#### [WHAT YOU HAVE TO DO]
Show each line from the entries below that contains the word "fence".

>> Begin ROWS

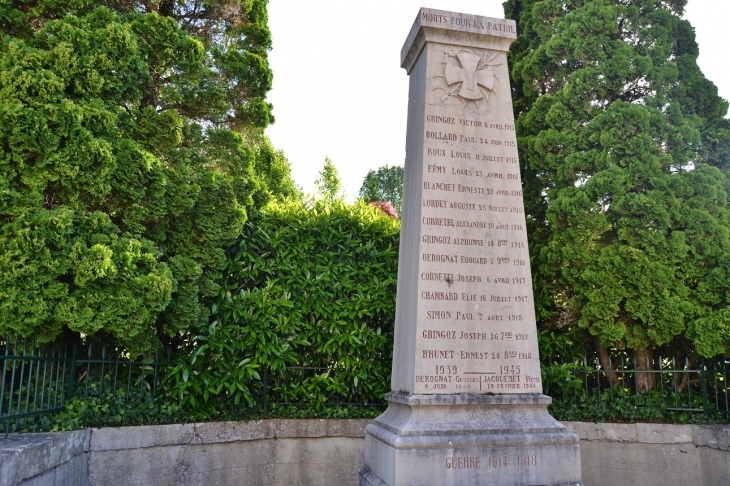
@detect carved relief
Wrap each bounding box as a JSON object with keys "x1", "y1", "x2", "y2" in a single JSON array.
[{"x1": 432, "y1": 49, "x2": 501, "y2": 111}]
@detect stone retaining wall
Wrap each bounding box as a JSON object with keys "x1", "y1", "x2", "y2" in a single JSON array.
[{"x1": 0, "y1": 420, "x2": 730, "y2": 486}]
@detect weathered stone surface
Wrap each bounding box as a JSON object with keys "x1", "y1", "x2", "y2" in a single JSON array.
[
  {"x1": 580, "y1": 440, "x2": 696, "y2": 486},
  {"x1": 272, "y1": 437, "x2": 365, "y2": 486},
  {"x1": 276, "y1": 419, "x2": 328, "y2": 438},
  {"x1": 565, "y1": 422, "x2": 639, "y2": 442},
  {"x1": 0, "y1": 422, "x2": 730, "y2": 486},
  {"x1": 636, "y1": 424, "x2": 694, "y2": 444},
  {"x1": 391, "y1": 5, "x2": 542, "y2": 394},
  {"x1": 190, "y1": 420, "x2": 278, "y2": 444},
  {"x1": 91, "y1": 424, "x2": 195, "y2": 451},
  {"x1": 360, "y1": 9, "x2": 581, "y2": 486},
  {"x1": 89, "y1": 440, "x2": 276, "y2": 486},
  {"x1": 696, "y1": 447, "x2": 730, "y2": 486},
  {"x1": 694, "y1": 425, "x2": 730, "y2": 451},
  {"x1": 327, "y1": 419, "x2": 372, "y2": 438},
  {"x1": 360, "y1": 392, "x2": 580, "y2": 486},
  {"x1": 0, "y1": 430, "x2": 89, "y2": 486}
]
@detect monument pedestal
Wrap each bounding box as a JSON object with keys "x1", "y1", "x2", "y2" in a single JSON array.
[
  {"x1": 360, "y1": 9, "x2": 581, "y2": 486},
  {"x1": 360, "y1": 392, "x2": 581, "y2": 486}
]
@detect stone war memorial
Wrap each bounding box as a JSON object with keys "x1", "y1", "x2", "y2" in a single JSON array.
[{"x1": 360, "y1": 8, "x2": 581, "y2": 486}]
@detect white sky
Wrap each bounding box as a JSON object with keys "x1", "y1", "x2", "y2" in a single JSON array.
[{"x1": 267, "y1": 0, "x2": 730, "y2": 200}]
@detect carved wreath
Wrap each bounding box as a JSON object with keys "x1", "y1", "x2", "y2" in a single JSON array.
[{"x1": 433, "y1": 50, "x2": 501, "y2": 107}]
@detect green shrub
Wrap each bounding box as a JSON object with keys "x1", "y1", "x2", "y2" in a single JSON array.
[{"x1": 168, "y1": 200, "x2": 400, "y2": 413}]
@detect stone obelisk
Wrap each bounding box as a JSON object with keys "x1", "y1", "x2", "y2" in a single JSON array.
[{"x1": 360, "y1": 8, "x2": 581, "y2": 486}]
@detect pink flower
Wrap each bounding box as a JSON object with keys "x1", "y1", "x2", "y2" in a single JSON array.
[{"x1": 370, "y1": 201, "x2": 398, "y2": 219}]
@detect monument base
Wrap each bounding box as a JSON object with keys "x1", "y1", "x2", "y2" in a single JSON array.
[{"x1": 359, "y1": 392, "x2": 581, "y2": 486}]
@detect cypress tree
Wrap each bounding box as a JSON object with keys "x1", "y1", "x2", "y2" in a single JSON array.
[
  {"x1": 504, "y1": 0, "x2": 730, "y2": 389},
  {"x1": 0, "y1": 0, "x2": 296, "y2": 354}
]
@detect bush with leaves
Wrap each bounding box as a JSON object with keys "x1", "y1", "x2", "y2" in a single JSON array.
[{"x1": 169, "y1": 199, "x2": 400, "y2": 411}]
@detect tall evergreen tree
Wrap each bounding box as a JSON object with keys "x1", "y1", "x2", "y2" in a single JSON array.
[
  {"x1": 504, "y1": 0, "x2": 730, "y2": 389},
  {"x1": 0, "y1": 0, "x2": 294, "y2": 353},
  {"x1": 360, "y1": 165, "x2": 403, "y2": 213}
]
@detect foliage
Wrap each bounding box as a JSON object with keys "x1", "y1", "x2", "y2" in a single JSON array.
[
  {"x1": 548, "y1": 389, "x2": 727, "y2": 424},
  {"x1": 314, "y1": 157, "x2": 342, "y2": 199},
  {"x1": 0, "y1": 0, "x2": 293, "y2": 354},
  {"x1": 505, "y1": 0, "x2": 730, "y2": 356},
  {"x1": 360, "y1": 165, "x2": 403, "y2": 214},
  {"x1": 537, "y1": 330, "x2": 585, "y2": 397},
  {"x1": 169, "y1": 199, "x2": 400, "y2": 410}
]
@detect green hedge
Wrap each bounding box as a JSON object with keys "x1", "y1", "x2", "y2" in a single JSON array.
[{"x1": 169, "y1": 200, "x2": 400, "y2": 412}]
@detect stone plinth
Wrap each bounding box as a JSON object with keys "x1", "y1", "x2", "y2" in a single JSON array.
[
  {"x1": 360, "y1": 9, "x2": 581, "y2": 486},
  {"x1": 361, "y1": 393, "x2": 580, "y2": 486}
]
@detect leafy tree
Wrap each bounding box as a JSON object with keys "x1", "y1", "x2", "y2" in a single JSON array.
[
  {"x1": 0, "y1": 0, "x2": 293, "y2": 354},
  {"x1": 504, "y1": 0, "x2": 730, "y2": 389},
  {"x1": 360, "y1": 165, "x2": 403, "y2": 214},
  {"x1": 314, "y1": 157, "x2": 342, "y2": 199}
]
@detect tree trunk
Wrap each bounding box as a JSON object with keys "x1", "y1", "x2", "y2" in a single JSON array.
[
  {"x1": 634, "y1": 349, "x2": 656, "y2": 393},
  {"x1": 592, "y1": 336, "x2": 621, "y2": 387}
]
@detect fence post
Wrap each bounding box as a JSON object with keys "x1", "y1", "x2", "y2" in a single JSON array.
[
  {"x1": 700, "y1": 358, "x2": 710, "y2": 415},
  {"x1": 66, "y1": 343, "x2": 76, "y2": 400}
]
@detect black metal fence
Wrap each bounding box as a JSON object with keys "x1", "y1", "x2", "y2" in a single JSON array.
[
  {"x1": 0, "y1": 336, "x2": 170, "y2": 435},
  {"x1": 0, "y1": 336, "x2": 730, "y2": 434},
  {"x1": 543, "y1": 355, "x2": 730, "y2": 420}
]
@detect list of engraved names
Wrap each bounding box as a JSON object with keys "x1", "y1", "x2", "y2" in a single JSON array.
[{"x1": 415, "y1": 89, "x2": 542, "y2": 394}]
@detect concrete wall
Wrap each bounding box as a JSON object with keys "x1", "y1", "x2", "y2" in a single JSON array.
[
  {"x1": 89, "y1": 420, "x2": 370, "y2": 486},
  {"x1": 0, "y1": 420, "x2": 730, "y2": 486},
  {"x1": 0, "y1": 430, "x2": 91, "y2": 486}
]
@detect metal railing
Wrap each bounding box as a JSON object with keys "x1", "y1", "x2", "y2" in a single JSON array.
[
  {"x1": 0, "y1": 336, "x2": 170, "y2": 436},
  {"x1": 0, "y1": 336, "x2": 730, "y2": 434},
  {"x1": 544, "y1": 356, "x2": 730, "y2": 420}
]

>> End ROWS
>> Begin ROWS

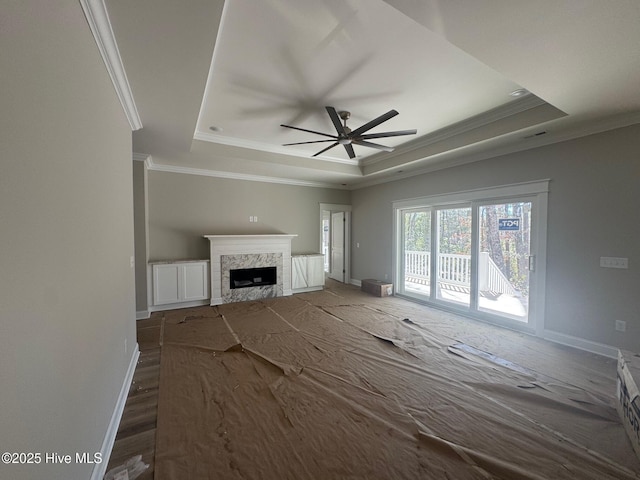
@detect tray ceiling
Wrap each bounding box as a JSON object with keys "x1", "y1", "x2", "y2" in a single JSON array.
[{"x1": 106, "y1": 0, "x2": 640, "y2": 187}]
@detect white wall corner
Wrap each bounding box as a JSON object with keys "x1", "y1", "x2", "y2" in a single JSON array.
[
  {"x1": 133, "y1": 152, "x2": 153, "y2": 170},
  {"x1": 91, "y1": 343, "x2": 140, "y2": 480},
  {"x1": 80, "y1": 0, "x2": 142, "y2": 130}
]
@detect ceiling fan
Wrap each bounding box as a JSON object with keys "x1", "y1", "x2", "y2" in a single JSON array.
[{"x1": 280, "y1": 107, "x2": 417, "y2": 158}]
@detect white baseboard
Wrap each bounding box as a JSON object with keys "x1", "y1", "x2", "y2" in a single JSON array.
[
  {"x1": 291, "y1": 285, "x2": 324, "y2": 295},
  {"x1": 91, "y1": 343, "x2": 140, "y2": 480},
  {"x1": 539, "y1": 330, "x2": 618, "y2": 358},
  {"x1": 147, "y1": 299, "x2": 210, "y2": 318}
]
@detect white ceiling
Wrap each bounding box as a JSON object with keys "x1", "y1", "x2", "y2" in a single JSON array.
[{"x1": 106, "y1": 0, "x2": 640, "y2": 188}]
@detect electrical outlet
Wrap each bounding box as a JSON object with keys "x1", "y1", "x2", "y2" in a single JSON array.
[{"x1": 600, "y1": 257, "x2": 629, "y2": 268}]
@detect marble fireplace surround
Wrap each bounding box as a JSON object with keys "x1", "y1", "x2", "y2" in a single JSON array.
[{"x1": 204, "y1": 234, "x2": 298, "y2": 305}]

>> End ROWS

#### [RESPONSE TO THE EXERCISE]
@detect fence post
@detect black metal fence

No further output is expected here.